▶ [Source passage]:
Lean Up Challenge Week 2: Fish

Fish…

salmon

An amazing addition to the diet. It is full of a healthy balance of fats and protein. Any kind will do, but wild caught fatty fish, which includes salmon, steelhead (trout), tuna, and mackerel, are going to be the most nutritionally dense. Aim for 1-4 servings of wild caught fish a week to reap the most benefit from this food source.

For more details on the health benefits and how to pick the best tasting and healthiest fish options, read The Wonder of Wild Salmon.

Here are a few fish recipes if you are at a loss of how to cook this amazing sea animal:

Fish Strips:

  1. Cut skinless fish fillet (pink fish work better than white fish for this, or any more “hardy” fish that won’t flake easily) into inch thick strips.

  2. Place ½ cup flour (any type will do, can use cornmeal as well), 1 tsp garlic powder, 1 tsp onion powder and 1 tsp pepper into a plastic bag, set aside.

  3. Place 2 eggs into a shallow glass dish and lightly scramble.

  4. Heat flat skillet with 1-2 Tbs coconut oil on medium heat. Dip each fish piece into egg, letting any excess drip off, then place into bag with flour mix. Once all fish pieces are in the plastic bag, seal it and use hands to mix the fish with the flour mix until all pieces are coated lightly. Take out one piece at a time and place onto hot skillet.

  5. Cover and let cook 3 minutes, flip pieces over once, drizzle lightly with balsamic vinegar, Worcestershire sauce and/or hot sauce, if desired. Let cook another 3-5 minutes until golden brown and flaky.

Baked Fish:

  1. Pre-heat oven to 350 F. Place fillet of fish skin down on a piece of aluminum foil with about 4-6 inches extra on all sides (enough to cover it).

▶ [Problem requirements]:
Repeat word for word the portion of the fish article running from "2. Place ½ cup" up to and including "bag, set aside.". The data that comes next is separate material with no connection to the fish article.

(Data excerpts)
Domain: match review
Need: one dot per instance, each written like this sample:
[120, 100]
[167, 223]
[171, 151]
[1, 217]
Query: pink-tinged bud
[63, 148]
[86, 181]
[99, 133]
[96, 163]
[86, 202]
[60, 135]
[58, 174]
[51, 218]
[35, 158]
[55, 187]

▶ [Task answer]:
2. Place ½ cup flour (any type will do, can use cornmeal as well), 1 tsp garlic powder, 1 tsp onion powder and 1 tsp pepper into a plastic bag, set aside.